== Okuma Parçası

Şu kâinat Hâlık-ı Zülcelâlinin hem cemâlî, hem celâlî iki kısım esmâsı bulunduğundan ve o cemâlî ve celâlî isimler, hükümlerini ayrı ayrı cilvelerle göstermek iktiza ettiklerinden, Hâlık-ı Zülcelâl, kâinatta ezdâdı birbirine mezc edip, birbirine mukabil getirip ve birbirine mütecaviz ve müdafi (müdafaa edici) bir vaziyet verip, hikmetli ve menfaattar bir nevi mübareze (birebir çarpışma) suretine getirip, ondan, zıtları birbirinin hududuna geçirip ihtilâfat ve tagayyürat meydana getirmekle, kâinatı kanun-u tagayyür ve tahavvül ve düstur-u terakki ve tekâmüle tâbi kıldığı için; o şecere-i hilkatin (yaratılış ağacının) câmi bir semeresi olan insan nev’inde o kanun-u mübarezeyi daha acip bir şekle getirip, bütün terakkiyât-ı insaniyeye medar bir mücahede kapısını açıp, hizbullaha karşı meydana çıkabilmek için hizbüşşeytana (şeytanın taraftarlarına) bazı cihazat vermiş.

====
== Sağlanan Veriler

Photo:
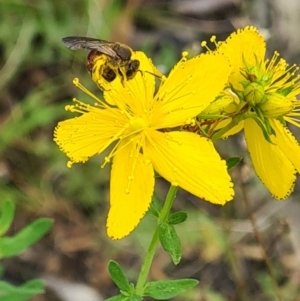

====

Yapılacak Alıştırmalar –
• 1. Okuma parçasında "Şu kâinat Hâlık-ı" sözleriyle başlayıp "bazı cihazat vermiş." sözlerine kadar süren bölümü aynen yazın.
• 2. Okuma parçasına göre Hâlık-ı Zülcelâl'in esmâsı hangi iki kısımdan oluşmaktadır?

Cevap Anahtarı –
• 1.
Şu kâinat Hâlık-ı Zülcelâlinin hem cemâlî, hem celâlî iki kısım esmâsı bulunduğundan ve o cemâlî ve celâlî isimler, hükümlerini ayrı ayrı cilvelerle göstermek iktiza ettiklerinden, Hâlık-ı Zülcelâl, kâinatta ezdâdı birbirine mezc edip, birbirine mukabil getirip ve birbirine mütecaviz ve müdafi (müdafaa edici) bir vaziyet verip, hikmetli ve menfaattar bir nevi mübareze (birebir çarpışma) suretine getirip, ondan, zıtları birbirinin hududuna geçirip ihtilâfat ve tagayyürat meydana getirmekle, kâinatı kanun-u tagayyür ve tahavvül ve düstur-u terakki ve tekâmüle tâbi kıldığı için; o şecere-i hilkatin (yaratılış ağacının) câmi bir semeresi olan insan nev’inde o kanun-u mübarezeyi daha acip bir şekle getirip, bütün terakkiyât-ı insaniyeye medar bir mücahede kapısını açıp, hizbullaha karşı meydana çıkabilmek için hizbüşşeytana (şeytanın taraftarlarına) bazı cihazat vermiş.

• 2. Cemâlî ve celâlî olmak üzere iki kısımdan oluşmaktadır.